* _Extracted text_:
When major corporations and banks are sitting on boatloads of cash, even during a huge economic downturn, and given more cash to sit on... The fed can't hit their inflation target if the money isn't actually making it into the sector. But, inflation will eventually catch up. Nobody knows when, though.

Capitalism, as a whole, is dependent on the trickle-down theory. When that theory is a failure, you get an economy like India. The rich are extremely rich, and the vast majority of the population are very poor. Get ready. This is our future.
Historically companies will buy back stock or pay dividends. Right now they are worried about solvency that won't last forever.
 
Who has the most to lose? It depends on what you consider a bigger loss.

A) one person loses a billion dollars and can only afford a 300ft yacht instead of the 500ft yacht theyy had planned.

B) one person loses a $20,000 job and cannot afford to get their medicine anymore.
And what do you think they care about more?

(Natural-language object grounding data)
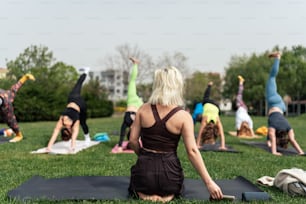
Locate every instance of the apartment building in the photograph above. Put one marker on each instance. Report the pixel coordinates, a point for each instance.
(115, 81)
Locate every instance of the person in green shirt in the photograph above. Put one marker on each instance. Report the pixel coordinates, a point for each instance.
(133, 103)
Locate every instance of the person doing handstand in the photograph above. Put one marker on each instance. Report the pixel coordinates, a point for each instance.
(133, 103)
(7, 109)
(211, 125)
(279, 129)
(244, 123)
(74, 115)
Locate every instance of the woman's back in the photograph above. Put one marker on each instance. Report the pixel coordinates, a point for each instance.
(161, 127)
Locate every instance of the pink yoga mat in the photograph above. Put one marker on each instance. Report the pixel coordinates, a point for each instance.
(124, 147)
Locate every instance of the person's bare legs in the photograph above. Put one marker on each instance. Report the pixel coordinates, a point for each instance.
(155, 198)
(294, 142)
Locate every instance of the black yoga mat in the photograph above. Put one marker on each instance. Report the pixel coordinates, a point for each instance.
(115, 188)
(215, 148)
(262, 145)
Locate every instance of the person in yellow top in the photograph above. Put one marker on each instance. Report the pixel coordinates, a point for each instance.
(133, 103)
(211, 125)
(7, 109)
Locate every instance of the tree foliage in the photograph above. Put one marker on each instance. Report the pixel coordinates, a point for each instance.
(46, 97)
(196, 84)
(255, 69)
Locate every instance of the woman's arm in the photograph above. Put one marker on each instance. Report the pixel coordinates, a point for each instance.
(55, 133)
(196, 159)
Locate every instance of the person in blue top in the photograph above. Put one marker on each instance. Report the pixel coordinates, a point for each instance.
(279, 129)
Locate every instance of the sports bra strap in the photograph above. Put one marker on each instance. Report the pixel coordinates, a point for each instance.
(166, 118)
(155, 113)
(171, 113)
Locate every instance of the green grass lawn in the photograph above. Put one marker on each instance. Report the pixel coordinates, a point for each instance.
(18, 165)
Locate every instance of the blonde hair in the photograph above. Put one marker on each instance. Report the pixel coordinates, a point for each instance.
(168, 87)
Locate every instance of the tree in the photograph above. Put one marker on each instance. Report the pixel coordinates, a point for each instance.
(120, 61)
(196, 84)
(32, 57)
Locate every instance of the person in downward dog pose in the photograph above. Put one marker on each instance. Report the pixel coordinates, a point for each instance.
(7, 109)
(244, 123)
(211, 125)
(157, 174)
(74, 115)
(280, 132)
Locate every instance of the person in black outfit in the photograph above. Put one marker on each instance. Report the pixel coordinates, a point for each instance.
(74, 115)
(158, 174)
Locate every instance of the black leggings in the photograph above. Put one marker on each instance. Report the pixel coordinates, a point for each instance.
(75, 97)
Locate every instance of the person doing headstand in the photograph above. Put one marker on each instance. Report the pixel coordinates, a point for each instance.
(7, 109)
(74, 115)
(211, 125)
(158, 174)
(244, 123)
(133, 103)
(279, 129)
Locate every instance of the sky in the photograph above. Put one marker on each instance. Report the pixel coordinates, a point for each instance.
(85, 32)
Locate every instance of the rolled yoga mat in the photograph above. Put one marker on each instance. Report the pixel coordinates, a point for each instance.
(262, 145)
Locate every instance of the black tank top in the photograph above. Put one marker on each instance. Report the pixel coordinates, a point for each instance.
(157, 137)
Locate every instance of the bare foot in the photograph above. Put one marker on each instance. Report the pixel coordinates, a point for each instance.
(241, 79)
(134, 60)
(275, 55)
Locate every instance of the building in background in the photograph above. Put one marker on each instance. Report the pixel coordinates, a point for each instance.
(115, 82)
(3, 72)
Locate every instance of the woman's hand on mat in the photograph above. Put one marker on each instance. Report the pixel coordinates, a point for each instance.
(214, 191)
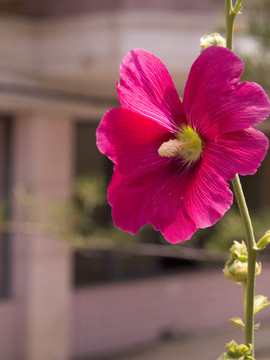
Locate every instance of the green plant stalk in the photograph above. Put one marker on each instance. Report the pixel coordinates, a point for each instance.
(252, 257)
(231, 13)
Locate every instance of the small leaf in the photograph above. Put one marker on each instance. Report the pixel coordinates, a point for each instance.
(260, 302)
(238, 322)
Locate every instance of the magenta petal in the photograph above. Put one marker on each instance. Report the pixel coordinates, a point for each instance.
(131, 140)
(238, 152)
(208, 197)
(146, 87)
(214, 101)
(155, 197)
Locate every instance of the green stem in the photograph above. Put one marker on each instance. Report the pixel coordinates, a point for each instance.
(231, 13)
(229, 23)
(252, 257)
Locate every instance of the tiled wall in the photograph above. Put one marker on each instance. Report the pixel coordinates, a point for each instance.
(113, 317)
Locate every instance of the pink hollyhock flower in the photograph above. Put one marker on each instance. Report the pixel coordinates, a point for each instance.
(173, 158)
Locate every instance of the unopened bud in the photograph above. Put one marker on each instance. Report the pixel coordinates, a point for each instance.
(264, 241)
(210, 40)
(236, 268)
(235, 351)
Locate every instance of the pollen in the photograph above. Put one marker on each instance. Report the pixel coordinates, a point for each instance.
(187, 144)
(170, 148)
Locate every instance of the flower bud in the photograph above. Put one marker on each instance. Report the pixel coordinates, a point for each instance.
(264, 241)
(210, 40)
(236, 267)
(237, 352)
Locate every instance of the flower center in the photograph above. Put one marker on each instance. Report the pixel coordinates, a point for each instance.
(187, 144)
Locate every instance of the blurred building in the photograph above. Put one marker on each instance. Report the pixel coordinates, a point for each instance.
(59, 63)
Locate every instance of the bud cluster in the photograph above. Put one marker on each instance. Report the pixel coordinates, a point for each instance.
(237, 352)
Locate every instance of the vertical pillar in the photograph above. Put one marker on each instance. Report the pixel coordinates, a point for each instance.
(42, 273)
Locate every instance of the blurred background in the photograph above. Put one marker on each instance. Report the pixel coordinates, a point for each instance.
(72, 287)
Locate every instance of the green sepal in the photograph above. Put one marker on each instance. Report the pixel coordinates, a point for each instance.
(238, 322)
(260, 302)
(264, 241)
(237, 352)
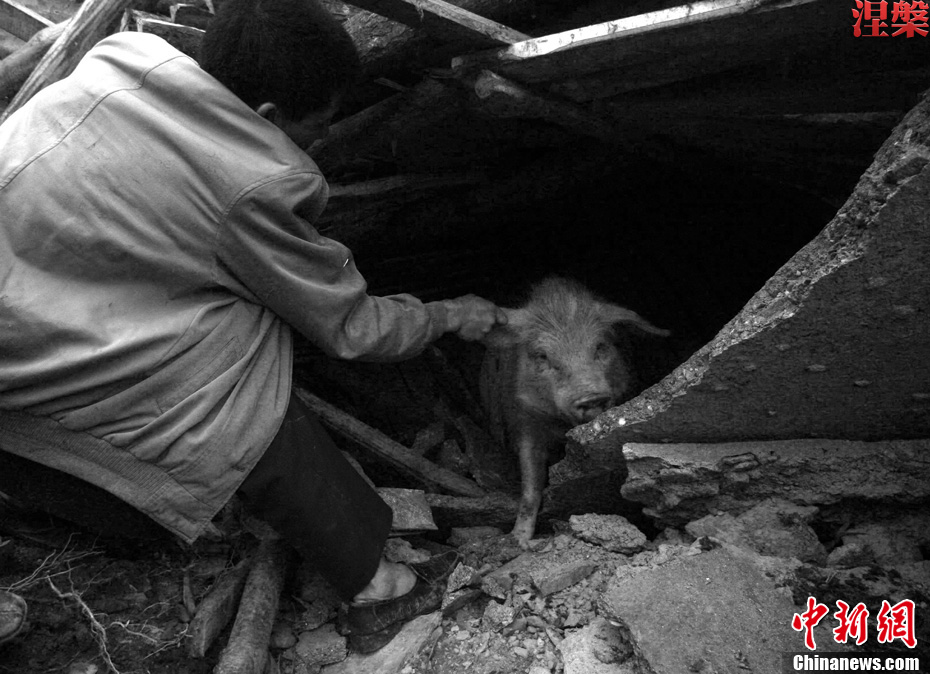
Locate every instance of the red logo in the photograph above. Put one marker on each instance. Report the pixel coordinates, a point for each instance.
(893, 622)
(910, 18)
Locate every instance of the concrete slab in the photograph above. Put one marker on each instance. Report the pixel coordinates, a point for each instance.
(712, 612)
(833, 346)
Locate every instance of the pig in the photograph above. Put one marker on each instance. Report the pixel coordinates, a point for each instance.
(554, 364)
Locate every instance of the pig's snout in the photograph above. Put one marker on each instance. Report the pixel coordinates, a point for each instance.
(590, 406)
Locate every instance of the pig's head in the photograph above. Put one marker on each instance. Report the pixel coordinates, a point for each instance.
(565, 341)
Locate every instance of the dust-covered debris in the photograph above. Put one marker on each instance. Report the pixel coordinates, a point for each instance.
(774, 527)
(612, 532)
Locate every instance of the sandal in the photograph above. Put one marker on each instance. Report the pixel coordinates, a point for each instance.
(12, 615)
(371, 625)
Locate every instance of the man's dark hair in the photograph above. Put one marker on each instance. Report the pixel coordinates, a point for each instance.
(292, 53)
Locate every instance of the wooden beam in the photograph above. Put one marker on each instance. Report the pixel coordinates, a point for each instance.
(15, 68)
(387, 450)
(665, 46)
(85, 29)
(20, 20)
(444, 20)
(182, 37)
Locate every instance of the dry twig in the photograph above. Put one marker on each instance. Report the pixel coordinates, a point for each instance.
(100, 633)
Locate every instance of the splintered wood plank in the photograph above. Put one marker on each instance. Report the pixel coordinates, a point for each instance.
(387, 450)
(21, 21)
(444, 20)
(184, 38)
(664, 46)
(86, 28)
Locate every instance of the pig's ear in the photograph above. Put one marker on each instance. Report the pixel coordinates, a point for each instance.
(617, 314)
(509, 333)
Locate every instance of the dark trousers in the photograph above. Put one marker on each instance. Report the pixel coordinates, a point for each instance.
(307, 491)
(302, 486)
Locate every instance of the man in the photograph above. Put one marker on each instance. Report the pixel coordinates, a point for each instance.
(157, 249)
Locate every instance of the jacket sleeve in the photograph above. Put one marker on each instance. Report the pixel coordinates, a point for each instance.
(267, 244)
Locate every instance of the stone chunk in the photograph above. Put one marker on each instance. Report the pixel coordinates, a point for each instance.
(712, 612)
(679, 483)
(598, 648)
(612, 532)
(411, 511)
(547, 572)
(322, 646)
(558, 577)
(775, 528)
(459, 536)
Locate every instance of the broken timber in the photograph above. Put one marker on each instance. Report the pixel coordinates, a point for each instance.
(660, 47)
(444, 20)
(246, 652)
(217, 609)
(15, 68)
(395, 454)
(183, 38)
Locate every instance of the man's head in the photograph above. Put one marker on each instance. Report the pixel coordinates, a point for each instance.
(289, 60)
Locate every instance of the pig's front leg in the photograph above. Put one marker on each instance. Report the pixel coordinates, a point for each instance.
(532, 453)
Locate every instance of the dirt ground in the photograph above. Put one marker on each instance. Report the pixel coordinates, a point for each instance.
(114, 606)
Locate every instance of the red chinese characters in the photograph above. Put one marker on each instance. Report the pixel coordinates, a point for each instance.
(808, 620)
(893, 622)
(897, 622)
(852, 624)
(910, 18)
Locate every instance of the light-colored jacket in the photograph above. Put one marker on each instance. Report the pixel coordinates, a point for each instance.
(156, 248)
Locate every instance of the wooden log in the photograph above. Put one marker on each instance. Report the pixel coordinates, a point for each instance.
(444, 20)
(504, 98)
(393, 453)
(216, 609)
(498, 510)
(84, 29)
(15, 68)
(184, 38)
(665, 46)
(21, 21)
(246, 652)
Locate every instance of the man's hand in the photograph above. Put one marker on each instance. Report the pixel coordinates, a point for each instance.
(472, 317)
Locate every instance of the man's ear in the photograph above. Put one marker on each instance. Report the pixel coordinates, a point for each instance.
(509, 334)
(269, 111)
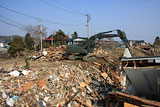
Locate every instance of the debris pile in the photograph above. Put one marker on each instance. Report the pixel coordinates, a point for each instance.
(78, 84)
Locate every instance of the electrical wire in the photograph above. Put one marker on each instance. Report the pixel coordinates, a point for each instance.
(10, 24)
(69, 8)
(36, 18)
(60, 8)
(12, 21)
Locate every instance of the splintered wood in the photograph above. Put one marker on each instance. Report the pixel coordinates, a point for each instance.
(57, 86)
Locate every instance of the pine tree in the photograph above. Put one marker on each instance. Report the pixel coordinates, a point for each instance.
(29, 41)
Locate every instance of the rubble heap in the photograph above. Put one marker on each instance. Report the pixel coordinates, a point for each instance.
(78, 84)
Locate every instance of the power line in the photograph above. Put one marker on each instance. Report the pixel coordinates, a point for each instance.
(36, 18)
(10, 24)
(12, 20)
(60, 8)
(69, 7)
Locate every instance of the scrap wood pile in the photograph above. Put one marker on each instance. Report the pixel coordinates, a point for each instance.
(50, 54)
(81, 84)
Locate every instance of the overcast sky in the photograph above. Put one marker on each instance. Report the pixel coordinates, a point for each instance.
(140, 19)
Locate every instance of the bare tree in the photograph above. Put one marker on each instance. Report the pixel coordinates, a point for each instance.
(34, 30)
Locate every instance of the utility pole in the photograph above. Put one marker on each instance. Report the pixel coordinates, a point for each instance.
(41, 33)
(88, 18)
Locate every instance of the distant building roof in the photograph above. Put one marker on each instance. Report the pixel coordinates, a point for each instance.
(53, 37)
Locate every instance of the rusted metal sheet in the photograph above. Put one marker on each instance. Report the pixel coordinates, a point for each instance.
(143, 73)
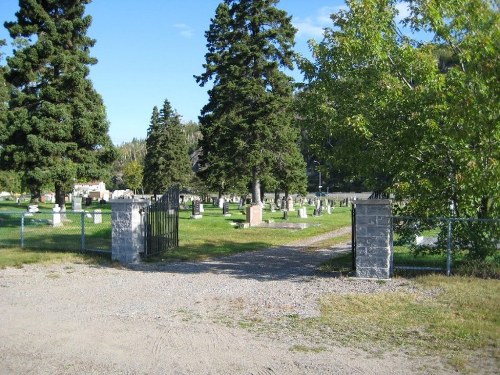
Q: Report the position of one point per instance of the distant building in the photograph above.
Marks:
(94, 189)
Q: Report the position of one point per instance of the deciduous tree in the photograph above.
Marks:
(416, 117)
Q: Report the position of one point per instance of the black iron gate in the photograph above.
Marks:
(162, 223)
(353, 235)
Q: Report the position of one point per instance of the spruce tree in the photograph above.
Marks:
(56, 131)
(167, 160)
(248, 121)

* _Actions to take_:
1. Answer these from the economics discussion:
(a) Historically, what do companies do with their cash?
(b) Which country is named as an example of an economy where the trickle-down theory has failed?
(c) In option B, what does the person lose, and what can they no longer afford?
2. Please continue the economics discussion after its final line.

* _Results of the tasks_:
1.
(a) They buy back stock or pay dividends.
(b) India.
(c) A $20,000 job, and they can no longer afford their medicine.

2.
 
Total shitshow today on Wall Street.
One of the most troublesome aspects of being an investor these days is the high market volatility. 1800 points in a single trading session??!?

Once upon a time, financial investors pitched to their clients that they would automatically protect your investments if their was the market dropped that translated to you losing 10-15% of your account.

Hell, nowadays with the crazy market swings we've been seeing, you could lose a hell of a lot more than that before your financial advisors could activate your so-called protection -- and then when it does kick in, you miss out on the huge rebound that follows after it.

I'm very comfortable sitting it out right now.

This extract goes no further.